◆ Task to carry out: From the line that contains "siding in the photo above." through the line that contains "pants in the photo above.", output every line of the listing below exactly and leave out all the rest.

◆ Input data:
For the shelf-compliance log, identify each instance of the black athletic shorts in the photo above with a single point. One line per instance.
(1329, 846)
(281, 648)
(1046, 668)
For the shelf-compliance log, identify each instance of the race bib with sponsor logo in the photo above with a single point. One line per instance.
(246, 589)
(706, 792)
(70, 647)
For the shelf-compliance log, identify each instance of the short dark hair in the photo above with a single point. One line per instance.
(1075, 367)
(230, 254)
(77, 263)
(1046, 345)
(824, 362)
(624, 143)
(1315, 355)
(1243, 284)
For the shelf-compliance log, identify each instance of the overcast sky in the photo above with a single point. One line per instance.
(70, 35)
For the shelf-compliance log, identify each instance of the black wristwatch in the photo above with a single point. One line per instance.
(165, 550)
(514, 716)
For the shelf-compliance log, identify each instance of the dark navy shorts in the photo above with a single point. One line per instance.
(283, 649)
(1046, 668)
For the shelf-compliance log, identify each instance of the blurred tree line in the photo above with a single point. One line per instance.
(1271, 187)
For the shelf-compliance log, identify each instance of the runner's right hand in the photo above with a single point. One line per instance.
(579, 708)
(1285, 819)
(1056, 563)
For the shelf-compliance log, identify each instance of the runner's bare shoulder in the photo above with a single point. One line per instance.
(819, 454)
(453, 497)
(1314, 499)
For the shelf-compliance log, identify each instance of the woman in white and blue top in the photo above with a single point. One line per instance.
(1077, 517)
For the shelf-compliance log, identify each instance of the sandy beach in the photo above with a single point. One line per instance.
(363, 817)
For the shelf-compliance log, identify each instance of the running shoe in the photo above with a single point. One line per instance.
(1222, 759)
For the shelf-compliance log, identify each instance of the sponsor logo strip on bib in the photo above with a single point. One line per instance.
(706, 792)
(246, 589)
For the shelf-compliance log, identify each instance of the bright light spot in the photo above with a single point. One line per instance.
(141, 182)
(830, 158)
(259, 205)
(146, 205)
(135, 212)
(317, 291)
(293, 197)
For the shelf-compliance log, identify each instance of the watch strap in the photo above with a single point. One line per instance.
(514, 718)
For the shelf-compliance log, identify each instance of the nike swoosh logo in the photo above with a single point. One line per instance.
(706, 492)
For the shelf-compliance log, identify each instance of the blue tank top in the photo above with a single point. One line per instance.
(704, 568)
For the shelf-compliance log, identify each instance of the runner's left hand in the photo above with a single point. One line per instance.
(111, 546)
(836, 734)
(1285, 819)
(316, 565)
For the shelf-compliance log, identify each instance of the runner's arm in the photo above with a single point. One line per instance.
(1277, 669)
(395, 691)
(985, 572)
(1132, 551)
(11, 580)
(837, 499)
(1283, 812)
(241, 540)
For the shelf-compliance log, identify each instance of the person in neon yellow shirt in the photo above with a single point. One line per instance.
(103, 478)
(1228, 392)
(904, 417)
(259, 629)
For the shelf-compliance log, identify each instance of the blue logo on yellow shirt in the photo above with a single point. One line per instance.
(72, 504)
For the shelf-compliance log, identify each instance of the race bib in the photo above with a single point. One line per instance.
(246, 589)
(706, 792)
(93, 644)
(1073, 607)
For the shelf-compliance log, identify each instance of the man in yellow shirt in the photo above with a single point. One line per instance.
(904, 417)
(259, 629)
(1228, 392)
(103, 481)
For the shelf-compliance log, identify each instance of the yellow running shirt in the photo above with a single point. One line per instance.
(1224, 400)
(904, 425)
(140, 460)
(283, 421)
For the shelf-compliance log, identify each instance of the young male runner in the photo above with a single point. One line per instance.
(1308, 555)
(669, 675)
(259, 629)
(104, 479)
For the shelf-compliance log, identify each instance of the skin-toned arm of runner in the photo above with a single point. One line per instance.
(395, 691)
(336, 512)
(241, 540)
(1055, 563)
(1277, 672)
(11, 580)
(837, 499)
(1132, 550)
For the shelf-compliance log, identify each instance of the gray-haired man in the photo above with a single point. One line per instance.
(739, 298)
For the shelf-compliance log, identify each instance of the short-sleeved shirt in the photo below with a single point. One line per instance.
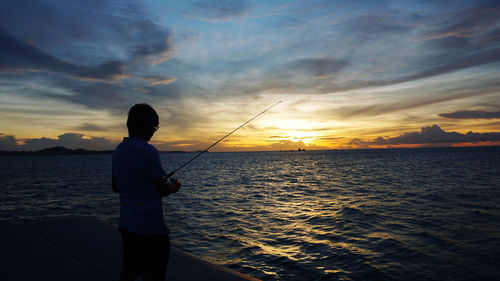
(135, 163)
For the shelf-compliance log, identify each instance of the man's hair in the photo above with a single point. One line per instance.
(139, 116)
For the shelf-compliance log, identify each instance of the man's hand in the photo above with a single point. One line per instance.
(175, 184)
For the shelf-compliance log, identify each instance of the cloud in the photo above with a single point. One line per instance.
(91, 127)
(68, 140)
(159, 80)
(19, 55)
(152, 43)
(471, 114)
(221, 10)
(97, 32)
(8, 143)
(435, 135)
(320, 68)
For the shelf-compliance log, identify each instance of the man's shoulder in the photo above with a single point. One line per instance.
(134, 147)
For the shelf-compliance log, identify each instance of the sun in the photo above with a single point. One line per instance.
(297, 136)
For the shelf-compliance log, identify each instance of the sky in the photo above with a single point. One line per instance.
(351, 74)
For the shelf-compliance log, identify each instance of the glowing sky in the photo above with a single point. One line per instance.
(351, 74)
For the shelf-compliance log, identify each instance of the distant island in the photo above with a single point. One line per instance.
(60, 150)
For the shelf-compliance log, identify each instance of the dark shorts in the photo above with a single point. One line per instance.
(145, 252)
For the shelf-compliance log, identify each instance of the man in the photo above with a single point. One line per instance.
(140, 179)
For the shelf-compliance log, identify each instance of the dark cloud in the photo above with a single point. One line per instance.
(318, 67)
(159, 80)
(91, 127)
(19, 55)
(67, 36)
(68, 140)
(222, 10)
(152, 43)
(8, 143)
(436, 135)
(471, 114)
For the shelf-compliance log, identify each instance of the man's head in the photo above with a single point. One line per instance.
(142, 121)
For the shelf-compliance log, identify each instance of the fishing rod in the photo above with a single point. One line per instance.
(182, 166)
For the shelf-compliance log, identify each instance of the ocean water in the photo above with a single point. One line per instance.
(398, 214)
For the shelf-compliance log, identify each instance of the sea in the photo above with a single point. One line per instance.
(387, 214)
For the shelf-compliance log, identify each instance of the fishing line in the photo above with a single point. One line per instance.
(241, 126)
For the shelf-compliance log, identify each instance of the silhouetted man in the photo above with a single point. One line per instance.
(140, 179)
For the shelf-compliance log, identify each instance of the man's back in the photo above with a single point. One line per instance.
(135, 163)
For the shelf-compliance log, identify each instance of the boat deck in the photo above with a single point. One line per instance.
(77, 248)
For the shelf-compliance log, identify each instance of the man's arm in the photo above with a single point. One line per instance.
(114, 185)
(165, 188)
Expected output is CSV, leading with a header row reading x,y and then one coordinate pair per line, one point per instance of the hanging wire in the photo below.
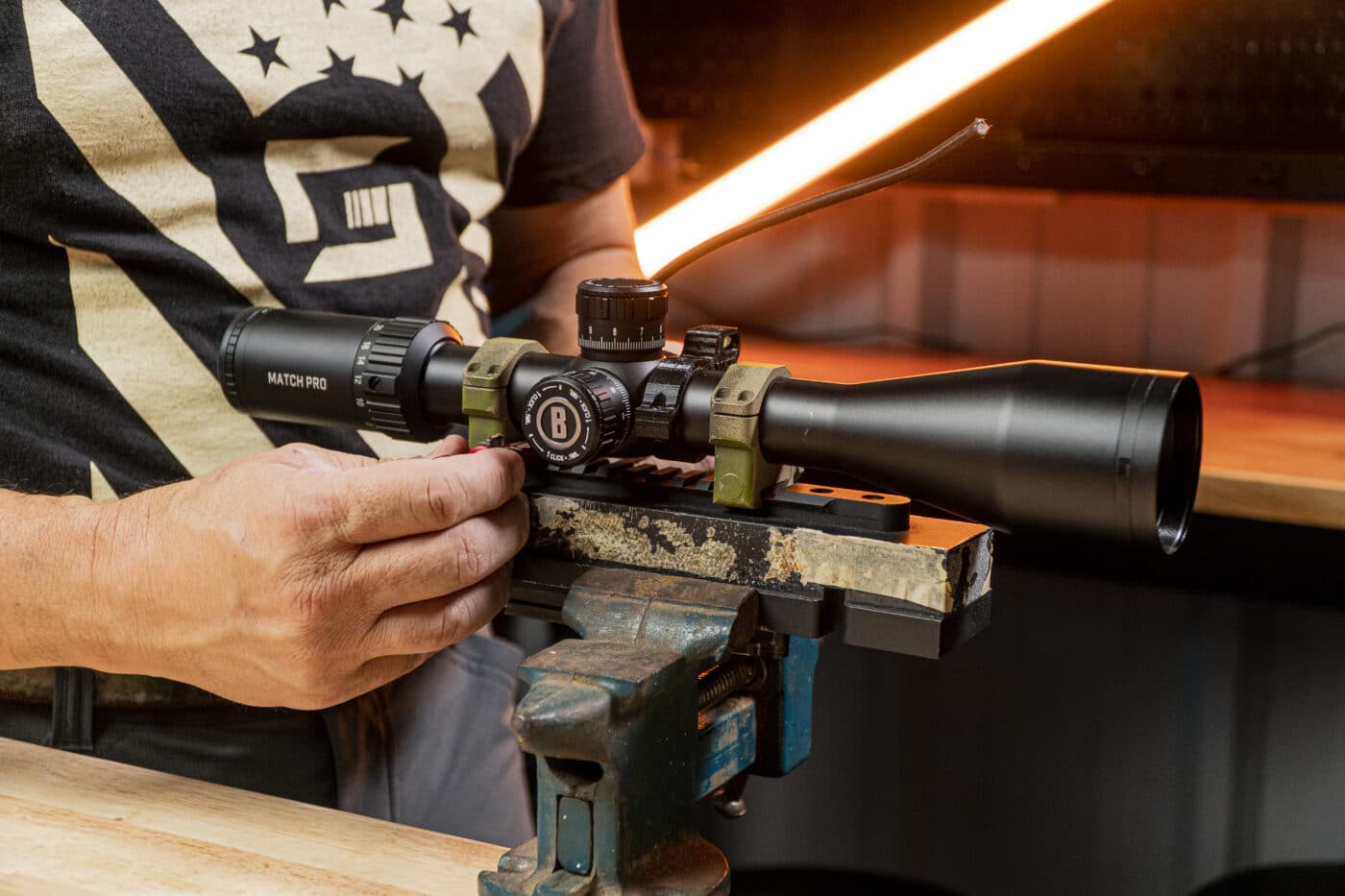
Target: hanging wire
x,y
975,131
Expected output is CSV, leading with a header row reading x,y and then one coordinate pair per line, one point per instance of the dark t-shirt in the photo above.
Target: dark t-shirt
x,y
165,164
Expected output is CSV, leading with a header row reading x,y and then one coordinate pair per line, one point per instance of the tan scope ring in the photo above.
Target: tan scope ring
x,y
740,472
484,388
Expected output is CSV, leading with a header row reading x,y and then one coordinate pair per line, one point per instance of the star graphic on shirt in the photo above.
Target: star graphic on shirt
x,y
265,53
394,10
339,67
460,22
407,81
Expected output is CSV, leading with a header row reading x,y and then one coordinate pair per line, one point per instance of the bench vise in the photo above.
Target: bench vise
x,y
698,631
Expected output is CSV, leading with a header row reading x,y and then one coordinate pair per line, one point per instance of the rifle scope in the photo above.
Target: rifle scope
x,y
1107,452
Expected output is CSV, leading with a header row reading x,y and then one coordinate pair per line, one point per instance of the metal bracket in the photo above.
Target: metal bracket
x,y
484,383
740,472
628,734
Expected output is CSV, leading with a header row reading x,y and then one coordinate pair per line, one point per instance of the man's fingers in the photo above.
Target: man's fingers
x,y
424,494
421,567
380,670
428,626
450,447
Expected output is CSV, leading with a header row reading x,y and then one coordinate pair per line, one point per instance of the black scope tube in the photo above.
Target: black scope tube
x,y
1107,452
1071,448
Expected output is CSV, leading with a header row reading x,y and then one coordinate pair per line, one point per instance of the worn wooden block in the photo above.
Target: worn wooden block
x,y
77,825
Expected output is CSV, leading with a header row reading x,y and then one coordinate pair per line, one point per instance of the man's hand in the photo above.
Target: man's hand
x,y
303,577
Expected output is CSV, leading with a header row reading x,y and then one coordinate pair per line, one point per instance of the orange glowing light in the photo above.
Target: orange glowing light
x,y
964,58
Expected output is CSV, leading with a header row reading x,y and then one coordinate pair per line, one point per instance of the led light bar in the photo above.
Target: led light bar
x,y
937,74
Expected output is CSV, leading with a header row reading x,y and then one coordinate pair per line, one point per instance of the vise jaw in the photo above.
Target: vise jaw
x,y
622,750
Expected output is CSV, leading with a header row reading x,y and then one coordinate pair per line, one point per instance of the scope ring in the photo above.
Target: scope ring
x,y
740,472
484,382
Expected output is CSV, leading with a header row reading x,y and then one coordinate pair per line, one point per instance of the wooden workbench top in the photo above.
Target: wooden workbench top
x,y
1271,451
77,825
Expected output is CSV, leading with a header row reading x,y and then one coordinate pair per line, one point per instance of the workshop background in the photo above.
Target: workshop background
x,y
1162,187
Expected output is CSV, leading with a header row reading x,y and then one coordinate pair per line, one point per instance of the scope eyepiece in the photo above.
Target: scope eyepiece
x,y
1109,452
329,369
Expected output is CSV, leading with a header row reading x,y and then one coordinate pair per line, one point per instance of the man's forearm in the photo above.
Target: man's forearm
x,y
553,321
49,557
544,252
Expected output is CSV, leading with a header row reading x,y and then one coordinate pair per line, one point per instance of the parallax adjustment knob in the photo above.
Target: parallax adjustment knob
x,y
622,318
577,416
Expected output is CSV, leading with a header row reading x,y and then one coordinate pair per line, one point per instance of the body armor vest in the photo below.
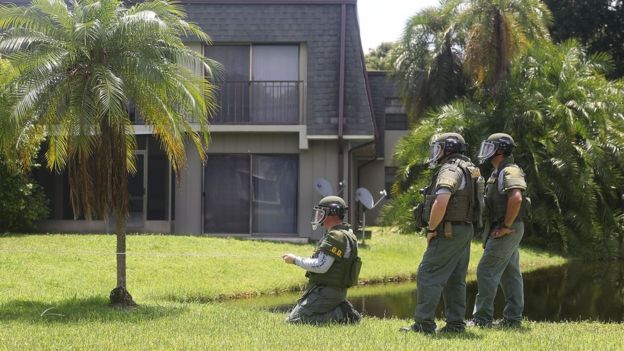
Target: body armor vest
x,y
496,201
464,204
334,243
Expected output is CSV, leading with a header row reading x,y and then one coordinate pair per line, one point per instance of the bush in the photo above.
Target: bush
x,y
22,201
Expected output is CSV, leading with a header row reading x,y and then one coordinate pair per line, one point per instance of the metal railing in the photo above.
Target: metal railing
x,y
259,102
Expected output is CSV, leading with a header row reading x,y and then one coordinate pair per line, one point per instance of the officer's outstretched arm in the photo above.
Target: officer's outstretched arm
x,y
514,201
438,209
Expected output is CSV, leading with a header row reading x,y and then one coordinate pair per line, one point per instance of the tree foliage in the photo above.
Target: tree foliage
x,y
598,24
378,59
568,122
446,50
22,202
81,66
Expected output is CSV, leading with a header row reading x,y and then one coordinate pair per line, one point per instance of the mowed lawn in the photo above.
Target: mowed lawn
x,y
53,295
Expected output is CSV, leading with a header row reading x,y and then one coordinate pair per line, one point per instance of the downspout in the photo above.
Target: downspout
x,y
376,131
341,94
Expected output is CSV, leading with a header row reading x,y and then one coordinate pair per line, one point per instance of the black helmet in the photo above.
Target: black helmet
x,y
445,144
328,206
494,143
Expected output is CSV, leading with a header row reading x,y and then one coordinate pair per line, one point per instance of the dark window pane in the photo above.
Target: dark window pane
x,y
157,182
396,118
390,173
226,205
136,194
232,94
275,90
275,181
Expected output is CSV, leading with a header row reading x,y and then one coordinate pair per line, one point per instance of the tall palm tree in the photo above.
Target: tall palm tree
x,y
568,122
427,60
498,30
447,49
80,66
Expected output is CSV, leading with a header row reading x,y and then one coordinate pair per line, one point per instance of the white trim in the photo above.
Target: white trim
x,y
346,137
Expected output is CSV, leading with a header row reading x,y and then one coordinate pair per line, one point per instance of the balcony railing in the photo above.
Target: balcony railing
x,y
259,102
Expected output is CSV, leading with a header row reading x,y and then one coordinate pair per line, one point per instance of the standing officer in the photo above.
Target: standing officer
x,y
504,228
332,269
451,206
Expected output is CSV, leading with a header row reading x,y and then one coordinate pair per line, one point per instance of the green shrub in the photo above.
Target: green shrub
x,y
22,201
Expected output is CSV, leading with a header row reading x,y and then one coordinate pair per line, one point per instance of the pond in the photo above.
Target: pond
x,y
575,291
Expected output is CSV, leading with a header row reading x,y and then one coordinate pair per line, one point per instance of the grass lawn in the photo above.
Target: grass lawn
x,y
53,295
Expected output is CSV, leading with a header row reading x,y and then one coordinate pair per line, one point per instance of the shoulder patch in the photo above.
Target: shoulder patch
x,y
449,177
512,177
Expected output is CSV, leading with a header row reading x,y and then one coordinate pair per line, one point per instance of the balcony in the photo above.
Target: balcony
x,y
260,102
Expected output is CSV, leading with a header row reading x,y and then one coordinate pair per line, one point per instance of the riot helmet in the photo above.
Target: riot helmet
x,y
328,206
443,145
494,143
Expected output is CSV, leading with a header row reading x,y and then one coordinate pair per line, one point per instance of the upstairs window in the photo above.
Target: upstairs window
x,y
260,83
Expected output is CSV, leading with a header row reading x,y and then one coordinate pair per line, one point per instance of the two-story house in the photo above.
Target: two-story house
x,y
295,105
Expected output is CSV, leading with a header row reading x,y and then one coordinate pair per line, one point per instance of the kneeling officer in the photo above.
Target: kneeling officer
x,y
332,269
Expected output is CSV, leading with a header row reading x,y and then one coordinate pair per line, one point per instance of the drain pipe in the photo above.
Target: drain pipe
x,y
341,94
349,171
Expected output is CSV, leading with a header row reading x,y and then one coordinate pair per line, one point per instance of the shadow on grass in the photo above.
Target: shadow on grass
x,y
467,335
81,310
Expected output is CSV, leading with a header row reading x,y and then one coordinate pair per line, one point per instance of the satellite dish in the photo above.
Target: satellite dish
x,y
323,187
364,197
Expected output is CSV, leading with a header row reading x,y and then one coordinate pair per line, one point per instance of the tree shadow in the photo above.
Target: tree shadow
x,y
467,335
81,309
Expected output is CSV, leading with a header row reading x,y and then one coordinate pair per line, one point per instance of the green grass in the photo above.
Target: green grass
x,y
53,295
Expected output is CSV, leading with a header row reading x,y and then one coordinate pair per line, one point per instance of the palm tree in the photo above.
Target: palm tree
x,y
80,67
444,50
568,122
498,31
427,60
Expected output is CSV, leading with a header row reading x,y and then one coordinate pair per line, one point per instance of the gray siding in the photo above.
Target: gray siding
x,y
381,87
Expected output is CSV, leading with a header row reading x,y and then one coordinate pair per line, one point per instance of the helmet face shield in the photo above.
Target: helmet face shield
x,y
487,150
435,153
318,216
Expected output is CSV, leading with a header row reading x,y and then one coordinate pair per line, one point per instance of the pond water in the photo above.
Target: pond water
x,y
575,291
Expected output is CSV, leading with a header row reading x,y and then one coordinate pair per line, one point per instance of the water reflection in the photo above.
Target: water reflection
x,y
576,291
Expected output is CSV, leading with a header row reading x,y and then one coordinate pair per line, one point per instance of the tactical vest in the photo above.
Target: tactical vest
x,y
463,205
334,244
496,201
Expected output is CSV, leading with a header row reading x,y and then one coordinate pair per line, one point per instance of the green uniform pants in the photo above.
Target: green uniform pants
x,y
442,272
323,304
500,265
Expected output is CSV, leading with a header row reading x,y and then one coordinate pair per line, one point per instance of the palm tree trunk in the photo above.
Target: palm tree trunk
x,y
120,297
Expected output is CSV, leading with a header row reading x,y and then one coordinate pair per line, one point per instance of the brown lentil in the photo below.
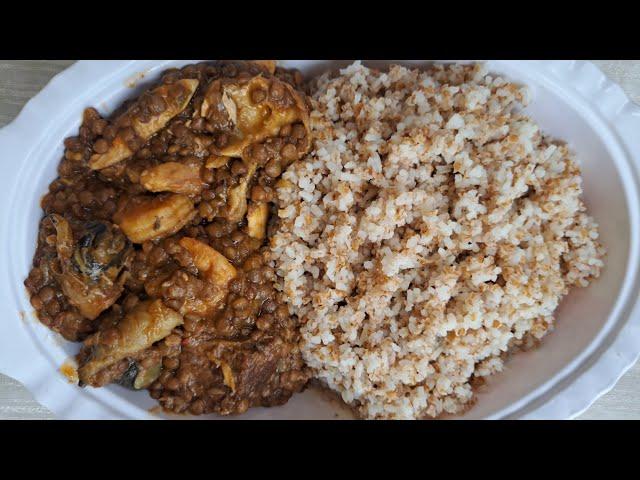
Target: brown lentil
x,y
248,330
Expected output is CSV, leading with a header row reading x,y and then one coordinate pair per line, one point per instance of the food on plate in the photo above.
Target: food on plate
x,y
431,231
232,233
152,249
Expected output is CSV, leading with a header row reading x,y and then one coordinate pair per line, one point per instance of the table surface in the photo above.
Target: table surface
x,y
21,79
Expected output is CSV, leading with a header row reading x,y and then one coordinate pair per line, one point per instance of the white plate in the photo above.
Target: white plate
x,y
598,329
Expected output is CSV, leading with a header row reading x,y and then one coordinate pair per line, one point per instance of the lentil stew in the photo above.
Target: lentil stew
x,y
152,250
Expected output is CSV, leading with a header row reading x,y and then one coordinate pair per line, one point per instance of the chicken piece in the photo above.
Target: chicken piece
x,y
93,269
212,265
148,322
236,206
258,108
150,218
257,217
174,104
173,177
268,65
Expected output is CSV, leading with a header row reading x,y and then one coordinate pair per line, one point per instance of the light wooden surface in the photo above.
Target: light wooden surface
x,y
20,80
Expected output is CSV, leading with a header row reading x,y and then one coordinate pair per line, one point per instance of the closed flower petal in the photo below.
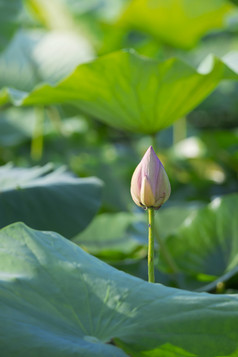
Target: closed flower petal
x,y
150,186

◆ Result of the exercise:
Expected output is CSV, leading with a header row reading x,y and then one coordinate pair per line, one point per instance of the gray siding in the photo above.
Target: gray siding
x,y
381,87
Expected output is CSV, leading with a header row reading x,y and then one coordinate pair per line, one point per instance of the helmet face shield in the photo above.
Target: helmet face shield
x,y
487,150
435,153
318,216
Expected output is CSV, leading with a header row reading x,y and then one coordinate pair per line, one point per instance of the pond water in the photo above.
Target: pond water
x,y
575,291
Expected output is CSV, leading with a header row reading x,y and then one coordinate pair per line, one point per instance of the water reflection in the photo above.
Target: water reflection
x,y
576,291
Expected output is CSV, leading with a header row reading x,y and then one coordinate pair per line, one point per instance of the tactical vest in the photo above.
Target: tactical vest
x,y
463,205
334,244
496,201
Expected output is CSV, leading with a header row reading x,y and then one coordinate pair per line, one point per instance of the green uniform pants in the photo above.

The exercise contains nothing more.